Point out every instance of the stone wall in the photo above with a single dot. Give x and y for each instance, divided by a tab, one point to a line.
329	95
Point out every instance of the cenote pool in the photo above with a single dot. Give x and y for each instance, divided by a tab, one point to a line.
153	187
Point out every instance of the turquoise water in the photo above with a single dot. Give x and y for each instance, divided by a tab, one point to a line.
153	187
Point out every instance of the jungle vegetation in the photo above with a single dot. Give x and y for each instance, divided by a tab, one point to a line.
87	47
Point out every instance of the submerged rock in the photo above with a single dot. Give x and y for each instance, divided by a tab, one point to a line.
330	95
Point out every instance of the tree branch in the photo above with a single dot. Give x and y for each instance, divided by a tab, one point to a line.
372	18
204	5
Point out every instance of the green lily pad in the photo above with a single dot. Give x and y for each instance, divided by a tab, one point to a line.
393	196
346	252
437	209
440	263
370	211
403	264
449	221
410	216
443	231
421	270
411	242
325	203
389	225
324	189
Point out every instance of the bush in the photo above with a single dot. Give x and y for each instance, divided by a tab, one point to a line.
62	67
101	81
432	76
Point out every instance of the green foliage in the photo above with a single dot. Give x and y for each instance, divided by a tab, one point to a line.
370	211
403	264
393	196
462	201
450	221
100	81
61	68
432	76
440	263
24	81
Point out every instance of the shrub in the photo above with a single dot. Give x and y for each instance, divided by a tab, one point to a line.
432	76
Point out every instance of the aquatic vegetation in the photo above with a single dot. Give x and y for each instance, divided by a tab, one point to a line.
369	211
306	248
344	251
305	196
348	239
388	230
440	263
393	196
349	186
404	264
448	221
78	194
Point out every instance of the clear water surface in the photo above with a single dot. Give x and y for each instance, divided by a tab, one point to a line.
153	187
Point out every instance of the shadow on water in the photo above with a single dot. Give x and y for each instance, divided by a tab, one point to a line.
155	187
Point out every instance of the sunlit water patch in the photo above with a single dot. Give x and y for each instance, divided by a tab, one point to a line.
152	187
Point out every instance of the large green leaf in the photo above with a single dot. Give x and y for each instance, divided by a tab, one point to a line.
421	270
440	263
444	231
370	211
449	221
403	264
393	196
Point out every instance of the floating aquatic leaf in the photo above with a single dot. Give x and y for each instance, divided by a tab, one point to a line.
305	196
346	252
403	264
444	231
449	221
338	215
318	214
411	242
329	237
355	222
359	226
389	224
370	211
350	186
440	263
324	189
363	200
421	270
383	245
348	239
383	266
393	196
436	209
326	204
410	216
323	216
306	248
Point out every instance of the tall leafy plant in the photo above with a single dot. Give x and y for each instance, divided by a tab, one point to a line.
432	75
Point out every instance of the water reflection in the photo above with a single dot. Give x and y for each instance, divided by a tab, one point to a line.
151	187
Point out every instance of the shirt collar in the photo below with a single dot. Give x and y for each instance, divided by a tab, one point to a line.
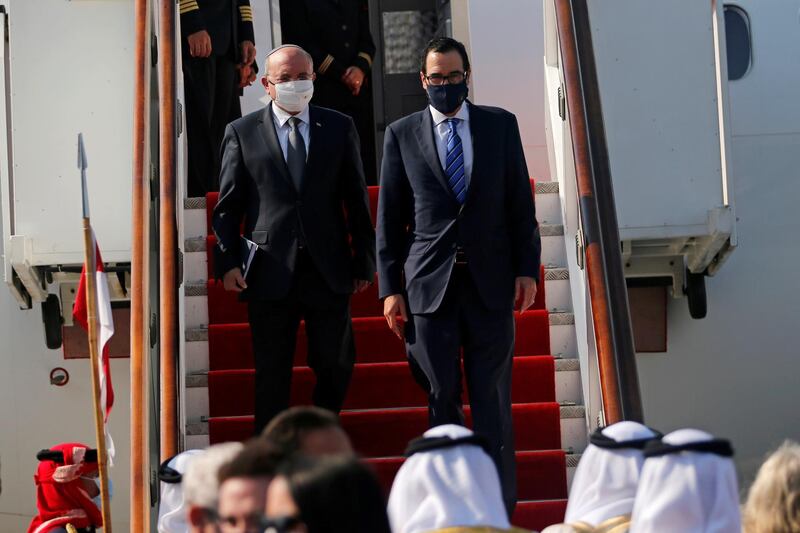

TASK PROMPT: Reproduce every one of the records above word for word, leaving the pictures out.

ANSWER FOR THE TASK:
Point out every instance of the stone wall in the photo above with a single dot. Give x and y for each instance, divided by a tab, one point to a line.
329	95
Point out every instance of the cenote pool in the photo above with a single dot. Give x and y for each instance, divided by a tab, one point to a line.
153	187
Point out every instance of the turquoise water in the photo above with a single dot. Give x and y for each instance, divided by a tab, one point to a line.
153	187
Point out every instance of the jungle vegetation in the photo above with a single dot. Give x and y for each instance, divided by a tab, one point to a line.
87	47
Point out every instance of the submerged rock in the photo above with a single dot. Give x and y for each instance, divided by a tab, one point to a line.
330	95
Point out every instance of the tree branch in the photo above with a single dot. Give x and y for each instance, divided by a tab, one point to a line.
372	18
204	5
Point out every instance of the green lily pad in the photo above with a single dot. Give x and y for each instance, divided by a tab, one point to a line.
393	196
346	252
437	209
440	263
370	211
403	264
449	221
410	216
443	231
421	270
411	242
325	203
389	225
324	189
Point out every instance of the bush in the photo above with a single dot. Give x and y for each instance, divided by a tab, one point to a line.
62	67
101	81
432	76
Point out every instance of the green foliage in the photo above with a single dot. Give x and y for each instance, divided by a tab, one point to a line.
370	211
403	264
393	196
462	201
450	221
100	81
61	68
432	76
440	263
24	81
Point out every instance of the shrub in the photo above with a single dot. Give x and y for each instance, divided by a tab, one point to a line.
432	76
Point out every instance of the aquatic vegetation in the photo above with a single dot. Give x and y for each instance, divided by a tab, one point to a line.
369	211
306	248
344	251
305	196
348	239
388	230
440	263
393	196
349	186
404	264
448	221
78	194
Point out every instance of the clear water surface in the photo above with a single dot. Give x and y for each instance, divided by a tab, one point to a line.
153	187
Point out every instance of the shadow on water in the photo above with a single dot. Give x and y for each instance, divided by a tab, one point to a line.
155	187
Point out every instance of the sunlit water patch in the photo above with a single dot. Give x and y for each instance, divided by a tab, one point to a line.
152	187
Point out every instance of the large green leaf in the photo above with a single dot. Give x and y for each instance, divided by a tab, one point to a line.
421	270
440	263
444	231
370	211
449	221
403	264
393	196
Point out every instance of the floating aquatic leaf in the photo above with a single dot. Give x and y for each instance, divided by a tab, one point to a line.
305	196
346	252
403	264
444	231
449	221
338	215
318	214
411	242
329	237
355	222
359	226
389	224
370	211
350	186
440	263
324	189
363	200
421	270
383	245
348	239
383	266
393	196
436	209
326	204
410	216
323	216
306	248
Point out every instance of the tall leafy plant in the photo above with a single dot. Give x and y for each instance, divided by a tab, one point to a line.
432	75
Point out every instance of the water reflection in the photo above with a single dot. Give x and y for each instance, divided by a tab, one point to a line.
151	187
Point out every instance of the shirt collar in the photo below with a single dot. Give x and y for each instance, divided by a tab, one point to a line.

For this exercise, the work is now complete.